MitoGeneExtractor
1. Mitochondrial DNA (mtDNA) sequences are often found as byproducts in next-generation sequencing (NGS) datasets that were originally created to capture genomic or transcriptomic information of an organism. These mtDNA sequences are often discarded, wasting this valuable sequencing information.
2. We developed MitoGeneExtractor, an innovative tool which allows to extract mitochondrial protein coding genes (PCGs) of interest from NGS libraries through multiple sequence alignments of sequencing reads to amino acid references. General references, for example on order level are sufficient for mining mitochondrial PCGs. In a case study, we applied MitoGeneExtractor to recently published genomic datasets of 1993 birds and were able to extract complete or nearly complete sequences for all 13 mitochondrial PCGs for a large proportion of libraries. Compared to an existing assembly guided sequence reconstruction algorithm, MitoGeneExtractor was faster and substantially more sensitive.
3. We compared COI sequences mined with MitoGeneExtractor to COI databases. Mined sequences show a high sequence similarity and correct taxonomic assignment between the recovered sequence and the assigned morphospecies in most samples. In some cases of incongruent taxonomic assignments, we found evidence for contamination in NGS libraries.
4. MitoGeneExtractor allows a fast extraction of mitochondrial PCGs from a wide range of NGS datasets. We recommend to routinely harvest and curate mitochondrial sequence information from genomic resources. MitoGeneExtractor output can be used to identify contaminated NGS libraries and to validate the
species identity of the sequenced animal based on the extracted COI sequences.

▶ **MATERIAL SUPPLIED**:
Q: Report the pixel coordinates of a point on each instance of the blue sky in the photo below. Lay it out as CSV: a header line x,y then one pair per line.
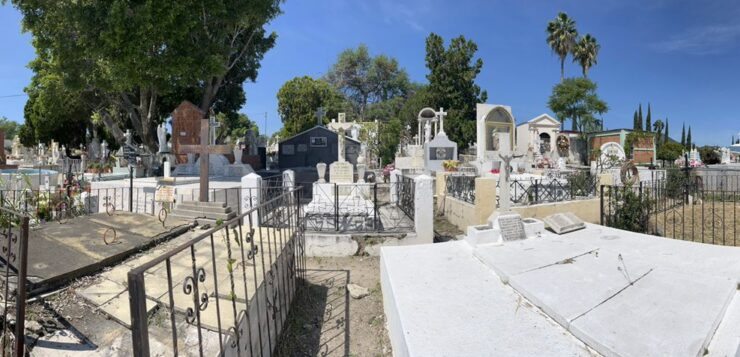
x,y
681,56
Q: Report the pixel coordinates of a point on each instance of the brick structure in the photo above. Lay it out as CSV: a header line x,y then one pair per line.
x,y
185,128
643,150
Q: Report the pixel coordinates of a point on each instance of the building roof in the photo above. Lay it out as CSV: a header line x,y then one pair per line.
x,y
319,127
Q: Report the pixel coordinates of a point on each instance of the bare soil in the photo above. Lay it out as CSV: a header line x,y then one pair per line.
x,y
325,321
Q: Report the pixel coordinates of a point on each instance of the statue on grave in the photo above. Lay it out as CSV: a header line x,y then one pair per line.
x,y
238,153
251,141
103,151
127,136
162,138
17,147
427,132
495,141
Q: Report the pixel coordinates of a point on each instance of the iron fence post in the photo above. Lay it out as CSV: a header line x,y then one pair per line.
x,y
130,188
20,301
336,207
137,304
601,204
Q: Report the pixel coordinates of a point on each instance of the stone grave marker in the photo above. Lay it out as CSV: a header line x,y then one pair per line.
x,y
512,227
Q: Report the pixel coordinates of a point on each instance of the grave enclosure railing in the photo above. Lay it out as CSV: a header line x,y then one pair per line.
x,y
43,205
13,263
684,210
555,188
361,207
461,186
233,283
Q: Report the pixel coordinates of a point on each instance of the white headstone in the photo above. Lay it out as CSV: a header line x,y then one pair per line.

▶ **TASK REQUIREMENTS**: Print the MitoGeneExtractor text above word for word, starting at "2. We developed" and ending at "substantially more sensitive.".

▶ **EXERCISE RESPONSE**:
2. We developed MitoGeneExtractor, an innovative tool which allows to extract mitochondrial protein coding genes (PCGs) of interest from NGS libraries through multiple sequence alignments of sequencing reads to amino acid references. General references, for example on order level are sufficient for mining mitochondrial PCGs. In a case study, we applied MitoGeneExtractor to recently published genomic datasets of 1993 birds and were able to extract complete or nearly complete sequences for all 13 mitochondrial PCGs for a large proportion of libraries. Compared to an existing assembly guided sequence reconstruction algorithm, MitoGeneExtractor was faster and substantially more sensitive.